Directions for this task:
Rewrite the records below, substituting "Draw a polygon around each" for every occurrence of "Outline every instance of the" and leaving all other text unchanged.

Exercise inputs:
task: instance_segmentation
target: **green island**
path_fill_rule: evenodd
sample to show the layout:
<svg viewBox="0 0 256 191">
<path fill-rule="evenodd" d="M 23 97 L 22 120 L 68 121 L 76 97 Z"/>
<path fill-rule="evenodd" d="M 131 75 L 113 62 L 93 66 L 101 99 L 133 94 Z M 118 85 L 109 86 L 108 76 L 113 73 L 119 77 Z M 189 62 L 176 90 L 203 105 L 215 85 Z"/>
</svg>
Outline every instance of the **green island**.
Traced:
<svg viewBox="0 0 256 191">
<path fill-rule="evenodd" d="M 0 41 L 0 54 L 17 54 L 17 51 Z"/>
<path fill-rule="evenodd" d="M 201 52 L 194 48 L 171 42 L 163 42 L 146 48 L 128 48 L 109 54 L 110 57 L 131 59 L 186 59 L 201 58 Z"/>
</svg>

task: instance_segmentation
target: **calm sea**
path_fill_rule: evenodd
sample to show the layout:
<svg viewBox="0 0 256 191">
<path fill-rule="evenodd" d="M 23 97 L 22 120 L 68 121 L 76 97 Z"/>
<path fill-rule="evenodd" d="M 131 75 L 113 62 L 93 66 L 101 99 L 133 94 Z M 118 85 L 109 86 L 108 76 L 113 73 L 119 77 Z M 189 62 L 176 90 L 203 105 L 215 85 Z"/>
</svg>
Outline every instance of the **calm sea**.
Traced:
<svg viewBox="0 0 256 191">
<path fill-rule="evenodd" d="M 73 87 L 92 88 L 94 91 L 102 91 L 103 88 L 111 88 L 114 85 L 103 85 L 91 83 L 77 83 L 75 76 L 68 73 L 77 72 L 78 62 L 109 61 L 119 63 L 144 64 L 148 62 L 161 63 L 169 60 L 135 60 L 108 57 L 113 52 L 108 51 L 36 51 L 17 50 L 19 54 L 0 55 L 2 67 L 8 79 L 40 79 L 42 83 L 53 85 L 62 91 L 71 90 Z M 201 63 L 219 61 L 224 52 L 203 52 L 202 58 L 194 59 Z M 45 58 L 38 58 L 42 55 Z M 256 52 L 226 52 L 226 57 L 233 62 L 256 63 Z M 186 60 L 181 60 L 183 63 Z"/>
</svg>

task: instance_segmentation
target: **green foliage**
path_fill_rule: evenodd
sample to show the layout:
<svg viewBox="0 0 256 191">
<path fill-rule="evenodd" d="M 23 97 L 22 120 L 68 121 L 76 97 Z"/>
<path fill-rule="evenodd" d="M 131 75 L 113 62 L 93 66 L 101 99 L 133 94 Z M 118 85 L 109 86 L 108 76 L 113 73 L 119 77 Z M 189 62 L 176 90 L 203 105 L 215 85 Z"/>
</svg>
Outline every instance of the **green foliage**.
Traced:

Output for this exercise:
task: instance_segmentation
target: **green island**
path_fill_rule: evenodd
sample to show the layout:
<svg viewBox="0 0 256 191">
<path fill-rule="evenodd" d="M 23 97 L 22 120 L 68 121 L 76 97 Z"/>
<path fill-rule="evenodd" d="M 131 75 L 113 62 L 93 66 L 101 99 L 133 94 Z M 118 85 L 109 86 L 108 76 L 113 73 L 119 77 Z M 189 62 L 176 90 L 203 105 L 215 85 Z"/>
</svg>
Draw a polygon around each **green island**.
Traced:
<svg viewBox="0 0 256 191">
<path fill-rule="evenodd" d="M 0 41 L 0 54 L 17 54 L 17 51 Z"/>
<path fill-rule="evenodd" d="M 201 52 L 194 48 L 171 42 L 163 42 L 146 48 L 128 48 L 109 54 L 110 57 L 131 59 L 186 59 L 201 58 Z"/>
</svg>

task: instance_segmentation
target: **calm sea**
path_fill_rule: evenodd
sample to show the layout:
<svg viewBox="0 0 256 191">
<path fill-rule="evenodd" d="M 23 97 L 22 120 L 68 121 L 76 97 Z"/>
<path fill-rule="evenodd" d="M 131 75 L 113 62 L 93 66 L 101 99 L 133 94 Z M 118 85 L 109 86 L 108 76 L 113 73 L 119 77 Z M 189 62 L 176 90 L 203 105 L 215 85 Z"/>
</svg>
Draw a polygon around each **calm sea**.
Traced:
<svg viewBox="0 0 256 191">
<path fill-rule="evenodd" d="M 73 87 L 92 88 L 94 91 L 102 91 L 103 88 L 111 88 L 114 85 L 103 85 L 91 83 L 77 83 L 75 76 L 68 73 L 77 72 L 78 62 L 109 61 L 119 63 L 144 64 L 148 62 L 161 63 L 169 60 L 135 60 L 108 57 L 113 52 L 108 51 L 36 51 L 17 50 L 19 54 L 0 55 L 2 67 L 8 79 L 40 79 L 42 83 L 53 85 L 62 91 L 71 90 Z M 201 63 L 219 61 L 224 52 L 203 52 L 202 58 L 194 59 Z M 45 58 L 38 58 L 42 55 Z M 256 52 L 226 52 L 226 57 L 233 62 L 256 63 Z M 186 60 L 181 60 L 183 63 Z"/>
</svg>

task: instance_segmentation
target: **green foliage**
path_fill_rule: evenodd
sample to show the layout:
<svg viewBox="0 0 256 191">
<path fill-rule="evenodd" d="M 23 97 L 22 120 L 68 121 L 76 97 Z"/>
<path fill-rule="evenodd" d="M 131 75 L 113 62 L 93 66 L 101 99 L 133 94 Z M 118 85 L 109 86 L 108 76 L 113 73 L 119 77 Z M 189 62 L 176 90 L 203 105 L 215 85 Z"/>
</svg>
Draw a polygon around each **green foliage**.
Traced:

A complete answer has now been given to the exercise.